■ CHALLENGE
Copy everything from the line containing "out the group" down to the end of the rows below, without any changes.

■ DATA ROWS
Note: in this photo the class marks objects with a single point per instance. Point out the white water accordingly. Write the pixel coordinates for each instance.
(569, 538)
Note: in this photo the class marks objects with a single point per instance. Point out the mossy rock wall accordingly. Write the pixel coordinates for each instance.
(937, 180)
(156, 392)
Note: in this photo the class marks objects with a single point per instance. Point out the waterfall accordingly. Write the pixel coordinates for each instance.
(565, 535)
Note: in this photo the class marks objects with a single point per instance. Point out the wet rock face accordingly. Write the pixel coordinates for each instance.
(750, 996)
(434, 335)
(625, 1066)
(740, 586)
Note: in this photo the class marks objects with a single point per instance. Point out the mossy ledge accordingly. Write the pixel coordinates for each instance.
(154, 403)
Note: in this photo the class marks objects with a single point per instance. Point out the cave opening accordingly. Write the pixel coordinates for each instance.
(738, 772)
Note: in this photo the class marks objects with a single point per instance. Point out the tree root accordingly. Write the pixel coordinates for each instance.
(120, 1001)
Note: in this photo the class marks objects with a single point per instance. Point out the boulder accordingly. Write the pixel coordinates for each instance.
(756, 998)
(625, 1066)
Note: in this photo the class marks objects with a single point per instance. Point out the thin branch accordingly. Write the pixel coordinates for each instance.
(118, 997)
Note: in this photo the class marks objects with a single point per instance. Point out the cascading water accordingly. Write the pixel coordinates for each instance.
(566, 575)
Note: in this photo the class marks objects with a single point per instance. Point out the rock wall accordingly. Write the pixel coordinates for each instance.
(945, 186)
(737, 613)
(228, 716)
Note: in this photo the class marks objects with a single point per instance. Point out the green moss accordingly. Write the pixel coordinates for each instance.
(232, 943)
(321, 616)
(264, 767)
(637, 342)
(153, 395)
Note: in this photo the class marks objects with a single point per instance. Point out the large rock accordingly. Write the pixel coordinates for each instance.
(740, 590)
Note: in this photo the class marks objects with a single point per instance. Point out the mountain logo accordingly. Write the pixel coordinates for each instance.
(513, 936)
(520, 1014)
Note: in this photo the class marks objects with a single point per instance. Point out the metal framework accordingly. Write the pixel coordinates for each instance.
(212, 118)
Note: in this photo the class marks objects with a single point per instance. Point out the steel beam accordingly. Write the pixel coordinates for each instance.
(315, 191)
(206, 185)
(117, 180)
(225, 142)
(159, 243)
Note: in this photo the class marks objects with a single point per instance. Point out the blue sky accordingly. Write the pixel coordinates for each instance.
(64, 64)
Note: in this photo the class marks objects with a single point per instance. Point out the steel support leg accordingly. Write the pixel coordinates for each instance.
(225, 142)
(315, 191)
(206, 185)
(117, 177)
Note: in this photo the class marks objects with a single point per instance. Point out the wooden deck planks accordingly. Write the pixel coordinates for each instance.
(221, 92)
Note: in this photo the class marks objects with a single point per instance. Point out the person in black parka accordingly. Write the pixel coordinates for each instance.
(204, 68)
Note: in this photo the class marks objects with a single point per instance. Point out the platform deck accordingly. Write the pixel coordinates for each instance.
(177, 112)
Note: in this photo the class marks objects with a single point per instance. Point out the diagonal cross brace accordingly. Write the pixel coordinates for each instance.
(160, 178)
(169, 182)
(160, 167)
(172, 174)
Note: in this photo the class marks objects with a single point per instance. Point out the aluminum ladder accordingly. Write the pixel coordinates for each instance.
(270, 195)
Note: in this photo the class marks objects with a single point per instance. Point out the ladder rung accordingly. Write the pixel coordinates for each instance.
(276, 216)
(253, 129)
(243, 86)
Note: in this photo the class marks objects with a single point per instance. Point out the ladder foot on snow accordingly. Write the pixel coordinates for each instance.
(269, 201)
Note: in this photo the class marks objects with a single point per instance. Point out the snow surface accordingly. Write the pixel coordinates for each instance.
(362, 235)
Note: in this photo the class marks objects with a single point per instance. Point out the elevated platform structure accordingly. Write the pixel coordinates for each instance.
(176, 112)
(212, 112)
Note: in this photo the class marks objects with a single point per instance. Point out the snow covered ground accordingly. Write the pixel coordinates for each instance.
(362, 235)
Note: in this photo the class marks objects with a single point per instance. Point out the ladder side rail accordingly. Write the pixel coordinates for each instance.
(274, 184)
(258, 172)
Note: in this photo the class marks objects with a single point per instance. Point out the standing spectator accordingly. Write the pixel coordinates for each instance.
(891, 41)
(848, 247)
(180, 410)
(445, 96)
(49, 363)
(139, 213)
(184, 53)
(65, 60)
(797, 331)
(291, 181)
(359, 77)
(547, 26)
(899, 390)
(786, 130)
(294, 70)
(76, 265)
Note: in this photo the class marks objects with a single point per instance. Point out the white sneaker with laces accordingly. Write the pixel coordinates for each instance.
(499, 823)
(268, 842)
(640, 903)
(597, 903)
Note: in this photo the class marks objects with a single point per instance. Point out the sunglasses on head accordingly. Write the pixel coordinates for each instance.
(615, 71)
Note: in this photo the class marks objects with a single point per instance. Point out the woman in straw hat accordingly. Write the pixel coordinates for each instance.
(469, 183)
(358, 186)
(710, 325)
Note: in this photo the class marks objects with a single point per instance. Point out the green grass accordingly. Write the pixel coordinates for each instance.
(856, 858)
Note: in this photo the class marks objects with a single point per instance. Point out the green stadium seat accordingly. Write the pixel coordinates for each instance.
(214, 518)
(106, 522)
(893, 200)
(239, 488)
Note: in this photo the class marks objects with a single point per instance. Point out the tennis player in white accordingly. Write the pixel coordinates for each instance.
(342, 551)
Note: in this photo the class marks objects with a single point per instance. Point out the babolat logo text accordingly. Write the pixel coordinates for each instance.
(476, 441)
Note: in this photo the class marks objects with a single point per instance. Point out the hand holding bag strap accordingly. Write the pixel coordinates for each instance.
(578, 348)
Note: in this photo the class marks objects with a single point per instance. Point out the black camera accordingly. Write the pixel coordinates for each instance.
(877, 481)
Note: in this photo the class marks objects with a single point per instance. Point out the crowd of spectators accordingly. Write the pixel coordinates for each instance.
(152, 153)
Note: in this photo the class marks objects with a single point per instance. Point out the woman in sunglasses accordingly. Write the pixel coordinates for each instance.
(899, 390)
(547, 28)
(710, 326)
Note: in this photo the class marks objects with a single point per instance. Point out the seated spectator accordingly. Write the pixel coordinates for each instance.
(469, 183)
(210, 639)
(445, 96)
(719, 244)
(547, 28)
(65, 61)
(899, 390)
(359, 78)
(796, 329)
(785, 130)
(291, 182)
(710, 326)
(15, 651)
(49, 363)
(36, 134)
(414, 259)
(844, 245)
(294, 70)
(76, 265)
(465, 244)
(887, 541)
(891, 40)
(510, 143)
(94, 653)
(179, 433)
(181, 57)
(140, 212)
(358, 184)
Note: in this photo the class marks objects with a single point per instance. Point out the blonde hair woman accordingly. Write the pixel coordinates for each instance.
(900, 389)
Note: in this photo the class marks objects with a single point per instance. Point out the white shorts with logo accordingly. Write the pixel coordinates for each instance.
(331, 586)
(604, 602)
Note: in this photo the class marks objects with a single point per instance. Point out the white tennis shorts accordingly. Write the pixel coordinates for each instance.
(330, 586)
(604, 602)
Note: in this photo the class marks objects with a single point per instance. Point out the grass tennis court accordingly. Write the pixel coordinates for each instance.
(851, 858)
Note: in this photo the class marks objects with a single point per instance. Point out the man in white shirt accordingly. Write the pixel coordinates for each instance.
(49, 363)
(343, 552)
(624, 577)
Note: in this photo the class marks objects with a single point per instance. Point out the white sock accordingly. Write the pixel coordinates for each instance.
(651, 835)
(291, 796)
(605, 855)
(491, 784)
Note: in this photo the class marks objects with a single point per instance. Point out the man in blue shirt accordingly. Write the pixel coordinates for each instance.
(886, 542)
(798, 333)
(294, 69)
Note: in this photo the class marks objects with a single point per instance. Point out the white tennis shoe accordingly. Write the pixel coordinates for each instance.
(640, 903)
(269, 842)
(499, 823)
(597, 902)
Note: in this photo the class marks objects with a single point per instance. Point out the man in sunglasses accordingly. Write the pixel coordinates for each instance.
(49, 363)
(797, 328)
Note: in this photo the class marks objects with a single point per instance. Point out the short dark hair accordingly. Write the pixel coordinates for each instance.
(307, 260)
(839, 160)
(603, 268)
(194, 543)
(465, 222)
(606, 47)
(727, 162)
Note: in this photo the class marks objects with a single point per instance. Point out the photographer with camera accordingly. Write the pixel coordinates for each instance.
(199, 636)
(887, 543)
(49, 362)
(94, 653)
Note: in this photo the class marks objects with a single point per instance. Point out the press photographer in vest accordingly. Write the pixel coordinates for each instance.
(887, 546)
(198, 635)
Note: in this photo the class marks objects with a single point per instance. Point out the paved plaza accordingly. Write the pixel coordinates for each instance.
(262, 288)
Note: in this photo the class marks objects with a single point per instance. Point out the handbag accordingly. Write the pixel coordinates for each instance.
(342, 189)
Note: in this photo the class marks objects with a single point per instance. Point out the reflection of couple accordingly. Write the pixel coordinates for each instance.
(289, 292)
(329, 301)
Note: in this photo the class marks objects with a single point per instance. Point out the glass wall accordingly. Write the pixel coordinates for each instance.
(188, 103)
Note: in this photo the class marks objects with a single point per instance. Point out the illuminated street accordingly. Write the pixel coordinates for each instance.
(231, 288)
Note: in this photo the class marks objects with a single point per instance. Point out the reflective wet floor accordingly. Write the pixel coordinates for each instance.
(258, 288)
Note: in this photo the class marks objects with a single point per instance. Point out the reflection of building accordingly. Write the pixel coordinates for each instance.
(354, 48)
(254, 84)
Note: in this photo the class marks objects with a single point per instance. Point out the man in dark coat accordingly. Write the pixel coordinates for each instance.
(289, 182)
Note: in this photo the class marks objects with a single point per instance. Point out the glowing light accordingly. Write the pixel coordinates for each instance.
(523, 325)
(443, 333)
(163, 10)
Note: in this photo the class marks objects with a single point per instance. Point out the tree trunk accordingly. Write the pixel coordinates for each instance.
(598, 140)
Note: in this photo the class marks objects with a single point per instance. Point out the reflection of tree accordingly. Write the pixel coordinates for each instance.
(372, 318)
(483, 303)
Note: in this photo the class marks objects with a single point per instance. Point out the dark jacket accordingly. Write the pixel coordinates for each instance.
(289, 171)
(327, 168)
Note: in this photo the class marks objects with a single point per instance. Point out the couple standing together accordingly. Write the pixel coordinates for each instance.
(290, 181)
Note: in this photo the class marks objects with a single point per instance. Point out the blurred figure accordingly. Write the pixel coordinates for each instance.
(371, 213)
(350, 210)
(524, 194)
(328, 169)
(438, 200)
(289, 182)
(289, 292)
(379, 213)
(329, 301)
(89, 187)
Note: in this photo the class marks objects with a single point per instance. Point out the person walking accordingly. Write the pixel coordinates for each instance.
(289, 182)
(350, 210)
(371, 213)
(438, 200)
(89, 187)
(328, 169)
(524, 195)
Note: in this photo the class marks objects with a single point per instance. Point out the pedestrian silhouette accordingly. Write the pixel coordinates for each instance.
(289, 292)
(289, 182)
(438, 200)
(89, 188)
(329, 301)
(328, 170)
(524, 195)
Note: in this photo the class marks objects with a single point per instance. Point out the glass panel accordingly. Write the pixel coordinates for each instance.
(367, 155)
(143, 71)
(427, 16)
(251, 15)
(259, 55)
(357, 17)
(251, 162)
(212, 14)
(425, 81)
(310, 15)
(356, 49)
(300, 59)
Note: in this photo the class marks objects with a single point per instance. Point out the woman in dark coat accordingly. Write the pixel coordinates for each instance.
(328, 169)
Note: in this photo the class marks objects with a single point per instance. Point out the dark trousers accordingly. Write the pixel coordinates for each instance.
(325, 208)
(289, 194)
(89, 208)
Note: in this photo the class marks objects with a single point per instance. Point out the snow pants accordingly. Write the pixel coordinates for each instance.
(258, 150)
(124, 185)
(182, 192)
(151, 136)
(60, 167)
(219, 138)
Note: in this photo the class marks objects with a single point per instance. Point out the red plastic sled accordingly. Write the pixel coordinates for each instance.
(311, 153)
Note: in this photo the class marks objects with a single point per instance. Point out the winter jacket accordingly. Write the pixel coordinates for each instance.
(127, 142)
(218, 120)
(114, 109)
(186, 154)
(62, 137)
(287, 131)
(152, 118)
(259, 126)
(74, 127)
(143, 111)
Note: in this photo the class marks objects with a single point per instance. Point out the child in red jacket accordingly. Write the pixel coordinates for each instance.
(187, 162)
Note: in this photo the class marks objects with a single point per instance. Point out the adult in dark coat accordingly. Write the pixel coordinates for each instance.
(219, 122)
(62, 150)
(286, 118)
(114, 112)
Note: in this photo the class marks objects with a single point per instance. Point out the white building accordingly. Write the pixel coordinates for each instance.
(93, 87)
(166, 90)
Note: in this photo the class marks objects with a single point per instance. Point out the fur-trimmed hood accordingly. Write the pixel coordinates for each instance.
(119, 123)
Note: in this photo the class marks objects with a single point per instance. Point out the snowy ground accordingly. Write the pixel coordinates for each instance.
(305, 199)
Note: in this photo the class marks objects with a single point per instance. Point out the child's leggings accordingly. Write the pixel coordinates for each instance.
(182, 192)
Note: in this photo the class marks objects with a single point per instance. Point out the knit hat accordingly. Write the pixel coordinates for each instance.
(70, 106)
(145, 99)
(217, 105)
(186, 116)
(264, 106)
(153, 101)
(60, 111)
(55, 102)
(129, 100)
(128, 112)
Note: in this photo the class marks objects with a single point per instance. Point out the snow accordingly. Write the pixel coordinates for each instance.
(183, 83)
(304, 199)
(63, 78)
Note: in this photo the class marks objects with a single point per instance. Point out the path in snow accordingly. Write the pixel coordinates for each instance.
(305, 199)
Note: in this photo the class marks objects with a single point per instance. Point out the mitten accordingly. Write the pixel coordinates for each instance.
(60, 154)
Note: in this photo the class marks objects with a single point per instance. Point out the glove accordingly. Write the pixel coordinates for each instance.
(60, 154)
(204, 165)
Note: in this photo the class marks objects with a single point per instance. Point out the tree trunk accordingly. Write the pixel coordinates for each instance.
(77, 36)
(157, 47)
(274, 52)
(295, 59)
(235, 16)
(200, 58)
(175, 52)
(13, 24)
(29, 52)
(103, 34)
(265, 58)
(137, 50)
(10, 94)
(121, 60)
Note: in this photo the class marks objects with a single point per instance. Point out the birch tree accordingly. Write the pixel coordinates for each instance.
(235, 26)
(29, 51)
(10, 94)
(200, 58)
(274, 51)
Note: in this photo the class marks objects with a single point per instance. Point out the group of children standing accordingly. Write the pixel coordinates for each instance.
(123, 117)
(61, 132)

■ WRITTEN SOLUTION
Note: in this photo the class marks objects with a single point per instance. Point out the group of children standing accordingly. Write the pixel coordinates for each instance.
(123, 117)
(61, 132)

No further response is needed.